*Exercises:*
- A) In the court opinion, as of what date was the strip of the plaintiff's land taken?
- B) Name every person mentioned in the court opinion.

Supreme Court of Connecticut
Jun 4, 1943
32 A.2d 649 (Conn. 1943)

Opinion

A strip of the plaintiff's land on the Hartford-New Haven turnpike was taken as of Feb. 3, 1941, by the defendant in connection with a state highway by-passing Hartford. As a result of the improvement the value of the plaintiff's property for use for roadside business was increased and this increase was taken into consideration in determining benefits and damages. The plaintiff claimed that there was a governmental order, issued subsequent to the taking, prohibiting the building of gasoline stations for the duration of the war. Even if established this would not affect the validity of the award, as ordinarily damages are determined as of the time of taking. Where there was no subordinate finding in the referee's report as to the cost of removal or destruction of the plaintiff's buildings and no motion was made to recommit the report to have it added, it must be assumed that the cost was included in the ultimate estimate of damage. The referee might well have found under the circumstances that the slight change in grade would not affect the indicated uses of the property. The referee applied the proper measure of damages for the taking of a portion of a tract of land.

Argued May 4, 1943

Decided June 4, 1943.

APPEAL from an assessment of benefits and damages with respect to land taken for a state highway, brought to the Superior Court in Hartford County and referred to Hon. George E. Hinman, state referee; judgment (Wynne, J.) upon the report reassessing the damage, from which the plaintiff appealed. No error.

John W. Joy, for the appellant (plaintiff).

Leo V. Gaffney, assistant attorney general, with whom, on the brief, was Francis A. Pallotti, attorney general, for the appellee (defendant).

*Recorded data:*

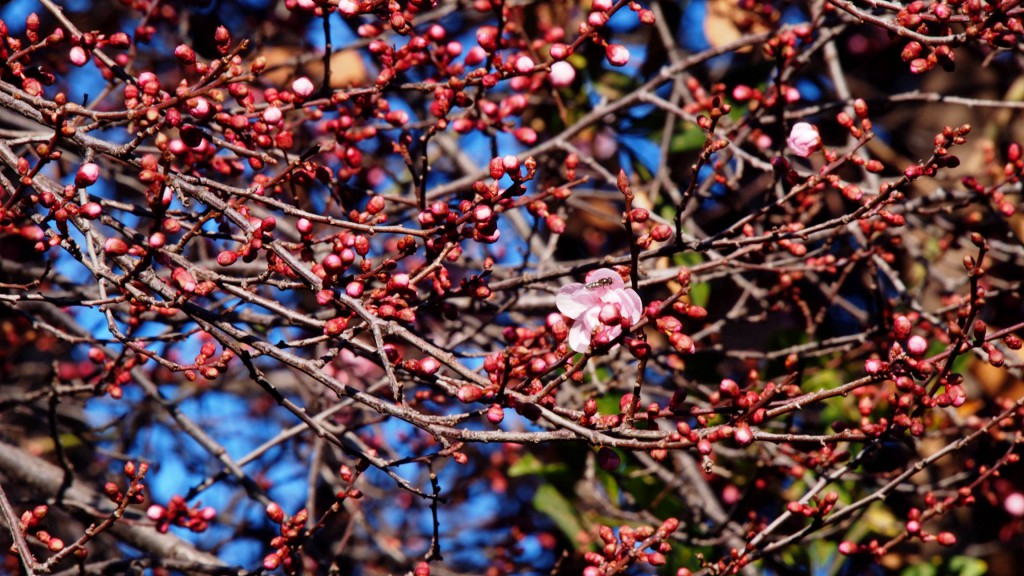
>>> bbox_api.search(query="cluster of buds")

*Task solutions:*
- A) Feb. 3, 1941

- B)
George E. Hinman
Wynne
John W. Joy
Leo V. Gaffney
Francis A. Pallotti